EXCERPTED TEXT
--- start ---
Step 2: Create Databricks resources

In this step, you use the Pulumi Databricks resource provider to create, in your existing Databricks workspace, a notebook and a job to run that notebook.

  1. In the __main.py__ file that Pulumi generated, use your preferred text editor or integrated development environment (IDE) to enter the following code. This code declares the Pulumi Databricks Notebook and Job resources and their settings:

    """A Python Pulumi program"""
    
    import pulumi
    from pulumi_databricks import *
    from base64 import b64encode
    
    # Get the authenticated user's workspace home directory path and email address.
    # See https://www.pulumi.com/registry/packages/databricks/api-docs/getcurrentuser
    user_home_path     = get_current_user().home
    user_email_address = get_current_user().user_name
    
    # Define the name prefix to prepend to the resource names that are created
    # for the Notebook and Job resources. To do this, you can use a Pulumi
    # configuration value instead of hard-coding the name prefix in this file.
    #
    # To set a Pulumi configuration value, run the following command, which sets
    # a "resource-prefix" configuration value to "pulumi-demo" in the
    # associated "Pulumi.<stack-name>.yaml" configuration file:
    #
    # pulumi config set resource-prefix "pulumi-demo"
    #
    # For more information about defining and retrieving hard-coded values, see
    # https://www.pulumi.com/docs/intro/concepts/config
    config = pulumi.Config()
    resource_prefix = config.require('resource-prefix')
    
    # Define cluster resource settings.
    node_type = config.require('node-type')
    
    
    # Create a Notebook resource.
    # See https://www.pulumi.com/registry/packages/databricks/api-docs/notebook
    # This example adds a single cell to the notebook, which is constructed from
    # a single base64-encoded string. In practice, you would replace this:
    #
    # language       = "PYTHON",
    # content_base64 = b64encode(b"display(spark.range(10))").decode("UTF-8")
    #
    # With this:
    #
    # source         = "path/to/local/my-notebook.py"
    #
    # To provide more notebook content easier and faster. Also, the notebook's language
    # is automatically detected. If you specify a notebook path, be sure that it does
    # not end in .ipynb, as Pulumi relies on the workspace import API, which doesn't
    # rely on any specific extensions such as .ipynb in the notebook path.
--- end ---
COMPLETE THE FOLLOWING
a. Which web addresses appear in the Databricks resources excerpt? List every one.
b. Could you reproduce the passage of the Databricks resources excerpt starting at "1. In the __main.py__" and ending at "and email address."?

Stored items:
--- start ---
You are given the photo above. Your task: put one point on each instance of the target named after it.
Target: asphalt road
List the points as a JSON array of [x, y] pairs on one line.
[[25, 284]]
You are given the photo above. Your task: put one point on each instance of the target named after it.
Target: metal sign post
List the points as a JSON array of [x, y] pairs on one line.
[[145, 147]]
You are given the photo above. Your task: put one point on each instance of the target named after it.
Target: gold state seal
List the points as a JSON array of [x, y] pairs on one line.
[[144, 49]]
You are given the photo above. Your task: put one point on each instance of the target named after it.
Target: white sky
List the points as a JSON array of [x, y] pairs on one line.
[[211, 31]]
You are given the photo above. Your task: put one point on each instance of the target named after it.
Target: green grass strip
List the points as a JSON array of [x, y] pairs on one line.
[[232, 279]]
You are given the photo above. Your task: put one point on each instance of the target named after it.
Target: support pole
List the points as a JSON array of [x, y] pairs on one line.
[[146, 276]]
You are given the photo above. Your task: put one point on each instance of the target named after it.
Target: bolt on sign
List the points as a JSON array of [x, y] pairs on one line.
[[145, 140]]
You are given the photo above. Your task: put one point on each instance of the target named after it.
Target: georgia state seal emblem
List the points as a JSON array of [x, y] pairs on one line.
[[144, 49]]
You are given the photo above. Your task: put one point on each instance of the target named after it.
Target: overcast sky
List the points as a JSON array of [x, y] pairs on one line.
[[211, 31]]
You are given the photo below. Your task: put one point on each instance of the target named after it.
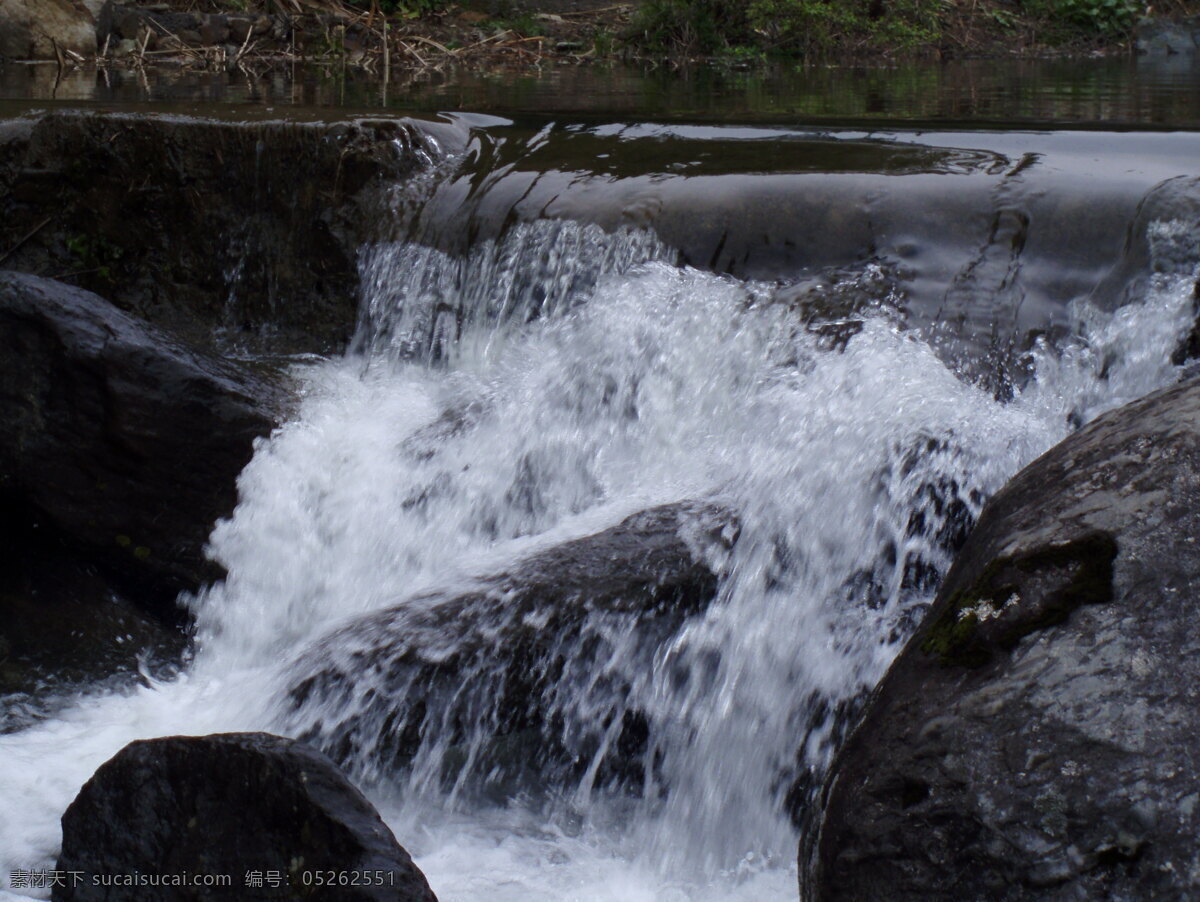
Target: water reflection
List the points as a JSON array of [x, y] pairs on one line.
[[1126, 90]]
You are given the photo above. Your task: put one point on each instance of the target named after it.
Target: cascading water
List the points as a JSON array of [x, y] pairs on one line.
[[549, 385]]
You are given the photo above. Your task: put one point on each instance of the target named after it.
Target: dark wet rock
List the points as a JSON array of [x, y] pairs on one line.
[[1161, 240], [43, 29], [1036, 739], [65, 629], [118, 439], [480, 672], [244, 229], [234, 804], [1163, 37]]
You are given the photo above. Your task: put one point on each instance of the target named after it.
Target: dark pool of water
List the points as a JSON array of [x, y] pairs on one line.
[[1127, 91]]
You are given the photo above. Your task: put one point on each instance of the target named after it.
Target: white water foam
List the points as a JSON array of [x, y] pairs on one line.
[[666, 384]]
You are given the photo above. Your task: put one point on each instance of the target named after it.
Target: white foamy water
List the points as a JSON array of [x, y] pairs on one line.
[[576, 402]]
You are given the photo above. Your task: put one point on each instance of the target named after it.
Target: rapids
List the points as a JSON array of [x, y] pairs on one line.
[[541, 384]]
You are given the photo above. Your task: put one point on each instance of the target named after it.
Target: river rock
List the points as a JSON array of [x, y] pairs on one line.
[[1036, 739], [480, 671], [245, 234], [1163, 37], [42, 29], [274, 816], [118, 438]]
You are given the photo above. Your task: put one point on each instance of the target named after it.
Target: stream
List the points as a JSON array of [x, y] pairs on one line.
[[846, 334]]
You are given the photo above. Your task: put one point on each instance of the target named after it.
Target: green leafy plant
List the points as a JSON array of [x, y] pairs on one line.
[[790, 26], [1109, 18]]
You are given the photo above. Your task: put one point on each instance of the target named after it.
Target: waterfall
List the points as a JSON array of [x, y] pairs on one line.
[[544, 386]]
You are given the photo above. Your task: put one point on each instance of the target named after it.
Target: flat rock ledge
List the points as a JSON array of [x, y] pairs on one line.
[[271, 815], [1036, 739]]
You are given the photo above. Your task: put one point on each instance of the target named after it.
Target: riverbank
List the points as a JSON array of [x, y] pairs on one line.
[[514, 35]]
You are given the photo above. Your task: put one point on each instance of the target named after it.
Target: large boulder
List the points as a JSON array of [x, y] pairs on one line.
[[273, 817], [486, 685], [117, 438], [45, 29], [247, 232], [1036, 739]]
--- end ---
RESULTS OF THE EXERCISE
a.
https://www.pulumi.com/registry/packages/databricks/api-docs/getcurrentuser
https://www.pulumi.com/docs/intro/concepts/config
https://www.pulumi.com/registry/packages/databricks/api-docs/notebook

b.
1. In the __main.py__ file that Pulumi generated, use your preferred text editor or integrated development environment (IDE) to enter the following code. This code declares the Pulumi Databricks Notebook and Job resources and their settings:

    """A Python Pulumi program"""
    
    import pulumi
    from pulumi_databricks import *
    from base64 import b64encode
    
    # Get the authenticated user's workspace home directory path and email address.